* _Given request_
Copy the stretch below word for word, from the line containing "For the dataset, tag each instance of the glass" through the last of the rows.
□ □ □ □ □
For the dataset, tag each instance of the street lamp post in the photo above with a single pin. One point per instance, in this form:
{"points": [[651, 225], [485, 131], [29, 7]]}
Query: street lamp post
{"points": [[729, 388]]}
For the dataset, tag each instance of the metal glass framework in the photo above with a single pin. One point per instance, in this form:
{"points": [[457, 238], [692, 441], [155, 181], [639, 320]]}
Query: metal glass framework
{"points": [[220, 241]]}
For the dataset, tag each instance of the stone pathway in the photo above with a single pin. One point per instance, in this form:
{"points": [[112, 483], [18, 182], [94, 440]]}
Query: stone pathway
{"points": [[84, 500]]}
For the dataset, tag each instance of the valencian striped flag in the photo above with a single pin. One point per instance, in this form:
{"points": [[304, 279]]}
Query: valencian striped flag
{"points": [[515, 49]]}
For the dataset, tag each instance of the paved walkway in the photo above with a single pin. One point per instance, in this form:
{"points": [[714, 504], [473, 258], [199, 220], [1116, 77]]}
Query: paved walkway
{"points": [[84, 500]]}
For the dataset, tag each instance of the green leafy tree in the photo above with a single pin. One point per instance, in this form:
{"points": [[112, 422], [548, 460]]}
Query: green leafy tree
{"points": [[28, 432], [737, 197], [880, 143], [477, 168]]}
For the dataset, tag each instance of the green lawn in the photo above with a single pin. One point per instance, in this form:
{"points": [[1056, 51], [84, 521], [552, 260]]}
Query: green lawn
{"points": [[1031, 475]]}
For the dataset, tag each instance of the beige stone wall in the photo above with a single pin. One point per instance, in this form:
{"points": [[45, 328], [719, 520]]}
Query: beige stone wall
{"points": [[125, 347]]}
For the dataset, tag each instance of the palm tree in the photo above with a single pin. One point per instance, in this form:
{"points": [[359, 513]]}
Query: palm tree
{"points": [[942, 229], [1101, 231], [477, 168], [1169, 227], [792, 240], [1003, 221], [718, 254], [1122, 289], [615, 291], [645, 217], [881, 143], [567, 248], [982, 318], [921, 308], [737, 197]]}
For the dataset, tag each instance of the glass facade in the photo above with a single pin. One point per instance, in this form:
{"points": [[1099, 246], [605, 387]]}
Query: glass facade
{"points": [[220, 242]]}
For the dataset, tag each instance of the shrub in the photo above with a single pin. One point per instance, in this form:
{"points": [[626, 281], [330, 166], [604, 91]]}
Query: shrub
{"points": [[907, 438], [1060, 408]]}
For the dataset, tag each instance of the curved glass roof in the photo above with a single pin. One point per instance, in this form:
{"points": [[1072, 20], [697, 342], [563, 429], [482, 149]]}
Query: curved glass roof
□ □ □ □ □
* _Solution to the problem_
For the dataset, tag each instance of the glass facade in the photo above with a single pin. One point per instance, in this form:
{"points": [[1099, 246], [605, 387]]}
Query: glass facade
{"points": [[220, 242]]}
For the dataset, tag each instance of the shrub in the photo above with a single pin. One point per instance, in this form:
{"points": [[626, 281], [330, 166], [604, 91]]}
Query: shrub
{"points": [[907, 438], [1060, 408]]}
For the dataset, tag each instance of the curved glass roof in the photo above with a single pin. One point per instance, in this form:
{"points": [[1072, 20], [697, 342], [563, 429], [482, 149]]}
Query: curved glass roof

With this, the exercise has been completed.